(À FAIRE):
A. D'après le texte d'étude, pourquoi le travail parlementaire va-t-il se faire texte par texte ? Répondez en une à trois phrases.
B. Rédigez la suite du texte d'étude sur le référendum et les finances publiques, après sa dernière phrase.

##### TEXTE D'ÉTUDE

Le rejet des demandes de RIP sur la réforme des retraites montre que la pratique du référendum est en panne. Faut-il revoir la procédure afin de la rendre possible ?

Les décisions du Conseil Constitutionnel sur le « RIP retraites » sont incontestables et cohérentes. Cessons de croire qu'un référendum peut être utilisé à toutes les sauces. La démocratie participative, si elle est utile, ne peut pas remplacer la démocratie représentative. Alors c'est vrai que nous avons perdu la culture du référendum. Nous avons notre part de responsabilité. En 2005, il y a le fâcheux précédent du référendum européen. Les Français le rejettent. On l'adopte quand même. À Notre-Dame-des-Landes, on organise un référendum local sur le projet d'aéroport. Les gens disent oui et le gouvernement fait le contraire. Les Français nous reprochent de ne pas respecter leur choix.

L'agenda parlementaire est plutôt « light » jusqu'à cet été en dehors des textes sur la Justice, l'industrie verte et la loi de programmation militaire, le signe d'un blocage de l'exécutif ?

C'est le signe que l'exécutif n'a pas de majorité et donc que nous allons travailler texte par texte. C'est compliqué mais c'est le seul moyen.

« En l'état actuel, nous ne voterons pas le projet de loi de programmation des finances publiques »

Bruno Le Maire a confié à La Tribune qu'il écouterait vos suggestions en matière de réductions des dépenses publiques. En l'état, voterez-vous la loi de programmation des finances publiques ?

En l'état actuel, nous ne voterons pas le projet de loi de programmation des finances publiques. Depuis plus d'un an, Bruno Le Maire dit vouloir mettre fin au « quoi qu'il en coûte ». Mais il ne se passe pas un jour ou presque sans que le Président de la République n'annonce de nouvelles dépenses. Les économies sont malheureusement plus rares. La demande du Sénat est claire : il faut maîtriser la dépense publique, sans quoi nous risquons de connaître une situation comme la Grèce. Nous ne voterons la loi de programmation que si elle porte une trajectoire à la fois claire, ambitieuse et crédible de baisse du déficit public.

##########
##### LES DONNÉES

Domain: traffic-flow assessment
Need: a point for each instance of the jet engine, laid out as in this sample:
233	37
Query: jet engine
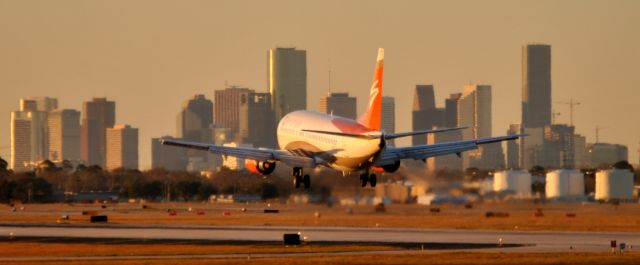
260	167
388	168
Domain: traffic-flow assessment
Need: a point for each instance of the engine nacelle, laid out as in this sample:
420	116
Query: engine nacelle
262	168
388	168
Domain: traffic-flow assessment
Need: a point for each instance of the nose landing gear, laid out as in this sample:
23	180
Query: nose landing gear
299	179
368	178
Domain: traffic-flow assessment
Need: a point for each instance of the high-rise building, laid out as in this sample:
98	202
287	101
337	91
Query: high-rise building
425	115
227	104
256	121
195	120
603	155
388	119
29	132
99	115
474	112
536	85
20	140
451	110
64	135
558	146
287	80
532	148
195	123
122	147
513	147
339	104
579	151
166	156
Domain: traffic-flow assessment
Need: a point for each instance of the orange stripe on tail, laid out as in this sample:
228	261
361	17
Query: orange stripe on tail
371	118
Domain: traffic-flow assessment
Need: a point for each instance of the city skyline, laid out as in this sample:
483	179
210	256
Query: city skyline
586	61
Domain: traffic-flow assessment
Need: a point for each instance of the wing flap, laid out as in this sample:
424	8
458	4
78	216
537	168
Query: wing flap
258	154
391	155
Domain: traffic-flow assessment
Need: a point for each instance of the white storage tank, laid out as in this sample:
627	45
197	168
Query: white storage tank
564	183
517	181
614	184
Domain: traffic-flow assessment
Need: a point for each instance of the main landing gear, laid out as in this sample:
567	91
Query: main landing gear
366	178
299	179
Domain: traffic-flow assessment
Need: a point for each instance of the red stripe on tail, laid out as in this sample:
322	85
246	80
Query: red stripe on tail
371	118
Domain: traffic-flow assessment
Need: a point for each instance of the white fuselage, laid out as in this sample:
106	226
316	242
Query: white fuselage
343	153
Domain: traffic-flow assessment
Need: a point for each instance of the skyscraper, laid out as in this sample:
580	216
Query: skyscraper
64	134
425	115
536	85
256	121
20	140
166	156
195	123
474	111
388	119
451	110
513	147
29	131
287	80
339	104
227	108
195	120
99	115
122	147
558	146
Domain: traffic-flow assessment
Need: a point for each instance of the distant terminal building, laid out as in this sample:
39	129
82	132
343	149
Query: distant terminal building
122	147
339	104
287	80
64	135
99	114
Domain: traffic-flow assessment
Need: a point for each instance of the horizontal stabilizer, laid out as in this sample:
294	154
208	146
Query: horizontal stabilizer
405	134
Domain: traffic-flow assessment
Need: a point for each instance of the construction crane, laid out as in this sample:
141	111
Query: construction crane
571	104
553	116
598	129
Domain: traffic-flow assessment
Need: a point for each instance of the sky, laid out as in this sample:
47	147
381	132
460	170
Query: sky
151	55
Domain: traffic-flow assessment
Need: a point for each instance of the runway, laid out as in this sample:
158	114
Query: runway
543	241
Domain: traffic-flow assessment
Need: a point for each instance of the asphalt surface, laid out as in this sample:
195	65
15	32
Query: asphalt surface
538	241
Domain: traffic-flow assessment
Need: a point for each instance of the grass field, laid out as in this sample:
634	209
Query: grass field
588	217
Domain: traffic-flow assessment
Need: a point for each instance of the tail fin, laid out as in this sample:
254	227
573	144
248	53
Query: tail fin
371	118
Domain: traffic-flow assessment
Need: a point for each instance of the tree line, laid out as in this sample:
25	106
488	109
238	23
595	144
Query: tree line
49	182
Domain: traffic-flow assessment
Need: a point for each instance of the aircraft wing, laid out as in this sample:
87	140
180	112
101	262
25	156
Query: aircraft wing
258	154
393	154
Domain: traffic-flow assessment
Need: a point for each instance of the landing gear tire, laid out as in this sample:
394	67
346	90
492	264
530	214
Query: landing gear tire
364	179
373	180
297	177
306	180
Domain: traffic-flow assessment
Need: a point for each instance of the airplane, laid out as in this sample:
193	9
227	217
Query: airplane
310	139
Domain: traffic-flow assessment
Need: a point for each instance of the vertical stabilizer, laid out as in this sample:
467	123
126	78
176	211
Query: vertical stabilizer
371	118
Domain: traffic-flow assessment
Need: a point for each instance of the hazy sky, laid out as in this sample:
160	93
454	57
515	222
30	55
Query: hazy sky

##########

(CORRIGÉ):
A. Parce que l'exécutif n'a pas de majorité. Ce travail texte par texte est jugé compliqué, mais c'est présenté comme le seul moyen.

B.
« En matière de logement par exemple, nous dépensons, en proportion du PIB, deux fois plus que la moyenne européenne tout en étant confrontés à un déficit de logements. Cela ne peut plus durer ! »

Peut-on à la fois baisser les impôts pour les classes moyennes et contenir les dépenses comme l'assure le ministre de l'Économie et des Finances ?

Le Président a annoncé lundi soir un geste en faveur des classes moyennes à hauteur de 2 milliards d'euros, je m'interroge sur le financement d'une telle mesure ! Nous avons à la fois le taux de dépense publique et le taux de prélèvements obligatoires les plus élevés de l'UE. Les Français ne jugent plus les services publics à la hauteur de leurs attentes. Cela révèle un sérieux problème d'efficacité de la dépense. En matière de logement par exemple, nous dépensons, en proportion du PIB, deux fois plus que la moyenne européenne tout en étant confrontés à un déficit de logements. Cela ne peut plus durer !

Dites-vous qu'Emmanuel Macron est le président le plus dépensier de la V République ?

Oui. Au cours du premier quinquennat, les dépenses publiques ont augmenté de 240 milliards dont 60 milliards hors COVID. Le gouvernement annonce une progression de 220 milliards pour les cinq ans à venir. La tendance est deux fois plus rapide que sous François Hollande. Il faut revenir à la raison.

Que pensez-vous des annonces de Gabriel Attal qui veut s'attaquer aux ultra-riches qui fraudent le fisc ?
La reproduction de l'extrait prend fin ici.